## [記事]
↓↓↓

最近よく話題になるのは、東京都千代田区立麴町中学で校長当時に宿題や定期テストを廃止した工藤勇一先生(現 横浜創英中学・高校校長)です。
昨年12月の毎日新聞の連載記事で「今、子どもたちが身につけるべき力とは何か」をテーマにインタビュー記事が掲載されていました。
インタビューの中で工藤先生が一貫して言われているのは「自律」です。
より噛み砕いて言うならば「生徒が自ら考える」ということです。
そのために教師から押しつけられるものを極力排除していった取組が、宿題や定期テストの廃止という形に表れているのだと思います。
記事で工藤先生は
「勉強は『分からないものを分かるようにすること』が目的であって、量をこなすこと」が目的ではありません。
「宿題を出せば出すほど、子どもは提出することが目的になる。」
「学校では何もやることがなくても、勉強する習慣が大事だと教えます。そうすると、いわれたことをやり、時間だけ奪われて学力は何も変わらない子が育ちます。」
毎日新聞 令和4年12月4日付
と一律に出される宿題のデメリットを話されています。
昨年、学校に行った時に子どもの担任の先生に、漢字の書き取りや算数のドリルを宿題として出す意味を聞いたところ、どの先生も「知識の定着」を理由に挙げられました。
でも分かっている子、理解している子にとっては、すでに定着できているのに「なぜこの宿題をやらなければならないのか?」と、無駄なことをしていると感じさせます。
また逆に全然出来ない子にとっては、単なる反復学習では定着しないでしょう。
結局の所、中程の理解度のボリュームゾーンの子どもたちにとって、ベターな方法が取られているだけで、俗に言う「落ちこぼれ」や逆によく出来ている「吹きこぼれ」の子どもたちにとってはデメリットの多いものであると感じます。
ギガスクール構想により、児童一人一人にタブレットが行き渡っているのですから、個別の進度、個別の習熟度に合わせた教育が出来るはずです。
例えば、一律に出すのはタブレットを使った小テストで、そこで満点を取れば以降の宿題は無し。
間違えた部分について、書き取りや別問題によるテストなどの個別対応をすればいいわけです。
しかも今は教育系のAIが間違えた箇所に応じて、一人一人に合わせた対応を見せてくれます。
例えば九九で、7の段だけよく間違える子にはそれに対応した追加出題などが出来るアプリが出ています。
ところが授業参観に行くと戦前と変わらず黒板に先生が文字を書き、子どもはノートにそれを写し、タブレットを使ったとしてもノートの代わりレベルでしか使っていません。
先生の問いに対してタブレットで入力して、一斉に前に表示すれば、わざわざ一人一人に手を挙げさせて当てずとも発表できますし、手を挙げたり声を出すことを嫌がる子どもでも発表に参加できます。

↑↑↑

## [データ]

↓↓↓

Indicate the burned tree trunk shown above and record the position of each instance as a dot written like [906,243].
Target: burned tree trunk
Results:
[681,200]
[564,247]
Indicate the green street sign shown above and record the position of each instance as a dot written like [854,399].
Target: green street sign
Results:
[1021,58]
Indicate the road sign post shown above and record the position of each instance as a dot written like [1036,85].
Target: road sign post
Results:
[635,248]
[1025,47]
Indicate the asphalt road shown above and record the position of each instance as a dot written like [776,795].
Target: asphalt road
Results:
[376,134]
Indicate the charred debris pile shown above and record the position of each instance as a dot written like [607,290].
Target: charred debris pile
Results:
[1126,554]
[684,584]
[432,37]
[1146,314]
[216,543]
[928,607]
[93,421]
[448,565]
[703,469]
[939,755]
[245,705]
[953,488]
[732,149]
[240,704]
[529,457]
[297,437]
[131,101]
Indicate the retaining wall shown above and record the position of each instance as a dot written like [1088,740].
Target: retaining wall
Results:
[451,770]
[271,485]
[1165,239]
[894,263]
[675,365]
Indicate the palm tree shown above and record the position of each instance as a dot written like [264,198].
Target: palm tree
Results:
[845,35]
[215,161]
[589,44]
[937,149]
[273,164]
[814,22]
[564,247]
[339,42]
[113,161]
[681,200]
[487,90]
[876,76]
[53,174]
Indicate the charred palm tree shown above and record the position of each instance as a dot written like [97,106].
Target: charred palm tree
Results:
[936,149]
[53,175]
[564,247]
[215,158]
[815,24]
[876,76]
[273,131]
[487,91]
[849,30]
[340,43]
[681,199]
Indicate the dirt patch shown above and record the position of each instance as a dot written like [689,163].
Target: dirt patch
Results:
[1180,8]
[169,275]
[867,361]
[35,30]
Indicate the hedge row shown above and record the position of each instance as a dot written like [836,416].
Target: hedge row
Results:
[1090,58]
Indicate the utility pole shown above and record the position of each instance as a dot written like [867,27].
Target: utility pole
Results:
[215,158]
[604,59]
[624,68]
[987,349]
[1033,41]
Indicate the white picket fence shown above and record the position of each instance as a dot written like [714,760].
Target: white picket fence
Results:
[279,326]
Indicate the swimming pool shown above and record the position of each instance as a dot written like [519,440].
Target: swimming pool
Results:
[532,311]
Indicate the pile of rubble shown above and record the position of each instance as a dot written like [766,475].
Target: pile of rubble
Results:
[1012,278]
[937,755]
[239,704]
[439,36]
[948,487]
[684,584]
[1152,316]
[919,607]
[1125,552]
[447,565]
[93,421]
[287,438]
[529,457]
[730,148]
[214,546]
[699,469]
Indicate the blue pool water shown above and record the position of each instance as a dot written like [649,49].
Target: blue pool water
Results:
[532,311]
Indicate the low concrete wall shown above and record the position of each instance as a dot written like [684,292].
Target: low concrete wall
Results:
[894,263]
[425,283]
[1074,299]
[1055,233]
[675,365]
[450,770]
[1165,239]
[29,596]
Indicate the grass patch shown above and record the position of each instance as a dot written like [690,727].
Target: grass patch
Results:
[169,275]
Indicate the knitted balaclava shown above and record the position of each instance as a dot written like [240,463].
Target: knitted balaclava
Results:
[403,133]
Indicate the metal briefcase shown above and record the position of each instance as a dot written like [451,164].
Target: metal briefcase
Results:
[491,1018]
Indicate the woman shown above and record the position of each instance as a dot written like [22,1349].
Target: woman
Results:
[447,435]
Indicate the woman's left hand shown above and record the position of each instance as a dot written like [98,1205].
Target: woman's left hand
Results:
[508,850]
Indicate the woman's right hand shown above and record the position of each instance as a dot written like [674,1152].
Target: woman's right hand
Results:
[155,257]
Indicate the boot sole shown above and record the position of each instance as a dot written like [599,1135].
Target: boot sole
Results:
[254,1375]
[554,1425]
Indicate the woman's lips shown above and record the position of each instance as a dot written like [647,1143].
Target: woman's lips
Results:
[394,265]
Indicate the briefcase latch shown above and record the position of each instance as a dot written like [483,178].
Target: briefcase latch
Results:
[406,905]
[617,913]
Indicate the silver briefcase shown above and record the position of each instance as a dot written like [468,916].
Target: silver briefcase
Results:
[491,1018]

↑↑↑

## [依頼事項]
(1) リストのうち「Indicate the silver」を含む行からリストの末尾までを、指示の行も含めて改めて書き出してください。その際、答えの座標の数値はすべて33増やし、指示文にある書式例の数値はそのままにしてください。
(2) 宿題のあり方についての記事を、最後の文の後から書き続けてください。

## [最終結果]
(1)
Indicate the silver briefcase shown above and record the position of each instance as a dot written like [468,916].
Target: silver briefcase
Results:
[524,1051]

(2)
また、発表に対する子どもの意見もリアルタイムで、同時に複数の子どもの意見を表示させることが出来ます。
市内の学校の教育目標を見ると、「自ら考え」とか「個々に合わせた」とか「変化の激しい社会に合わせた」と言った言葉が並びます。
しかしやっていることは相も変わらぬ一律のマス教育です。
また個を大事にする表現がある割には、集団の輪を乱すな、ということは今でも言われるようです。
そうすると「自ら考える」とは「先生の考えを先回りして忖度する」という意味合いぐらいなのでしょう。
会社に入って、上司が何を考えるか先回りして考えろ、と言われる姿が、小学校でも行われている気がします。
工藤先生は、児童生徒が自律すれば必ず対立と衝突が起き、その中で教師が「誰一人取り残さない」という大目標さえ掲げれば、相手を尊重した答えを子どもたちが導き出す、と言っています。
相手を尊重した答えというのは多数決の結果ではありません。
工藤先生に言わせれば、多数決は子どもたちが大人に成り代わって同じことをしているだけで、少数派の尊重がなされていないと言われています。
麹町中学校の事例としては、体育祭の全員リレーについて子どもたちがアンケートを採ったところ「やりたい」が8割、「反対」が1割、「どちらでもいい」が1割だったそうです。
子どもたちの議論の結論は、全員が楽しめないのであれば全員リレーはできない、しかし希望者のみが出場するリレーを開催しよう、というものでした。
その答えが正解なのかどうか分かりません。
しかし、多数派のやりたい気持ちを尊重する、かつ、少数派のやりたくない気持ちも尊重する方法として導き出した答えなのだと思います。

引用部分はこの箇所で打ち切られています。